Thus he sets up a high-stakes poker game at the titular Casino Royale, in Montenegro. M realizes that if Le Chiffre looses everything a second time, the British government can extort information from him in exchange for protection from his organization. She enrolls Bond in the game and sends Vesper Lynd to supervise the money.

FINAL WARNING – THIS IS YOUR LAST CHANCE TO STOP WITHOUT ENCOUNTERING EXPLICIT DISCLOSURES.

Le Chiffre is a clever foe and fools Bond with a bluff but in the end Bond prevails. An enraged Le Chiffre kidnaps Lynd and captures Bond, attempting to extract the account PIN from him by torture. When he declines Le Chiffre prepares to make bodily modifications to him, of a sort not fit to print, the mysterious “Mr. White” then bursts, suddenly into the room and shoots Le Chiffre proclaiming that the organization could no longer trust him. Bond then blacks out.

Afterwards, Bond emails his resignation to M and he and Vesper run off to Venice for a romantic getaway, they resolve to travel the world together and Vesper runs to the bank to get some cash. M then calls saying that the treasury has not received the winnings. Bond begins to suspect that something is wrong and rings the Casino’s banker who informs him that the funds are being withdrawn from the bank’s Venice branch just now.

Supplied entries:
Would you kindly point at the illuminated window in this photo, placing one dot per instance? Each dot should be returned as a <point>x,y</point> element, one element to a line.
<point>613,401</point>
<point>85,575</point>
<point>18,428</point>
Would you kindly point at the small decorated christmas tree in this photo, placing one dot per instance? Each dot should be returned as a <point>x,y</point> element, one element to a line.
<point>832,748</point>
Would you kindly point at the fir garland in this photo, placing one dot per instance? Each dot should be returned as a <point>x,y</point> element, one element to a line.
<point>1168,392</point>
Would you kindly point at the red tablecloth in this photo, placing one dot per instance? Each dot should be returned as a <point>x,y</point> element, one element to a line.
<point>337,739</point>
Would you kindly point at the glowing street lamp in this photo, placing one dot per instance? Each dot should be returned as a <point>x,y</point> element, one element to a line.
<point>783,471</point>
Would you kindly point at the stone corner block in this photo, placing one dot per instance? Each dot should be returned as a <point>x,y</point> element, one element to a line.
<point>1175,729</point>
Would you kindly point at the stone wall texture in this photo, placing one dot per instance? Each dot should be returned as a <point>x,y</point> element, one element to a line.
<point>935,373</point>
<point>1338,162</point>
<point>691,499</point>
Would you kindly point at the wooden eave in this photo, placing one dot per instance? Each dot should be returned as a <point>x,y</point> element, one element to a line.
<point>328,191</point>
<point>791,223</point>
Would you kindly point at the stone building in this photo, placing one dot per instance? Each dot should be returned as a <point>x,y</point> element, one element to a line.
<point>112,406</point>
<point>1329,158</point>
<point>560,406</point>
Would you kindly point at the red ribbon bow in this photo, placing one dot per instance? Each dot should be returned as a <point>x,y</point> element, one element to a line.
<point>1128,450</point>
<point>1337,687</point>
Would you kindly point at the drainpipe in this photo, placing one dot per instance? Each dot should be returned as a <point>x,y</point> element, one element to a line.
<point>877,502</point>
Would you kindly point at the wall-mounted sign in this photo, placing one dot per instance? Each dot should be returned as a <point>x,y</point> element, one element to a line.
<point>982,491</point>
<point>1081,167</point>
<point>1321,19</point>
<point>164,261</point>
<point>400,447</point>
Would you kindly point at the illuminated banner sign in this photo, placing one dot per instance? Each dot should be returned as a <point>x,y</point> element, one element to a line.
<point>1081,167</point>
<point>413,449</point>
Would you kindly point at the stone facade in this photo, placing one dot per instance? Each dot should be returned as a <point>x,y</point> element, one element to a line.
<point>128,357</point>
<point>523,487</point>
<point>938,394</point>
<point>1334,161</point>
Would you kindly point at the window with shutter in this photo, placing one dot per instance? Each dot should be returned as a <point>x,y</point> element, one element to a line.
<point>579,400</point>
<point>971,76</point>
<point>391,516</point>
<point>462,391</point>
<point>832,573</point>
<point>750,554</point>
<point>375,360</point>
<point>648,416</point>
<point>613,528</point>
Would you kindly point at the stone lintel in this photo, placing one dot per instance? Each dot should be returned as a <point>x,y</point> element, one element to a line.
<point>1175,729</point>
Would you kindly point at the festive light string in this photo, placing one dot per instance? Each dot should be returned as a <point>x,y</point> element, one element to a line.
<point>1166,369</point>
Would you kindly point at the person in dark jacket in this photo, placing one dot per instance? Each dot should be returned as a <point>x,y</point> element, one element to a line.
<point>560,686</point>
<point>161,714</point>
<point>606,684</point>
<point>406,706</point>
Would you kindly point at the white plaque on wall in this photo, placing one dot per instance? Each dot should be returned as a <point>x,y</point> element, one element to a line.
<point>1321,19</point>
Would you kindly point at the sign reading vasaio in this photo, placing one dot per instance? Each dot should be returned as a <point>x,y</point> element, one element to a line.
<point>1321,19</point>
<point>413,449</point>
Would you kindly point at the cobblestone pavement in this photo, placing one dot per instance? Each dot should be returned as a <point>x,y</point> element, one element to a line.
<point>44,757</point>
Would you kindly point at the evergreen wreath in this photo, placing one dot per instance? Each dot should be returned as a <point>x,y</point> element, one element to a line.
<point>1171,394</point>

Objectives:
(a) According to the Casino Royale plot summary, where is the high-stakes poker game held?
(b) List every character the Casino Royale plot summary refers to by name.
The rows can be set aside; none of the work depends on them.

Solutions to the tasks:
(a) At the Casino Royale, in Montenegro.

(b) Bond, M, Le Chiffre, Vesper Lynd, Mr. White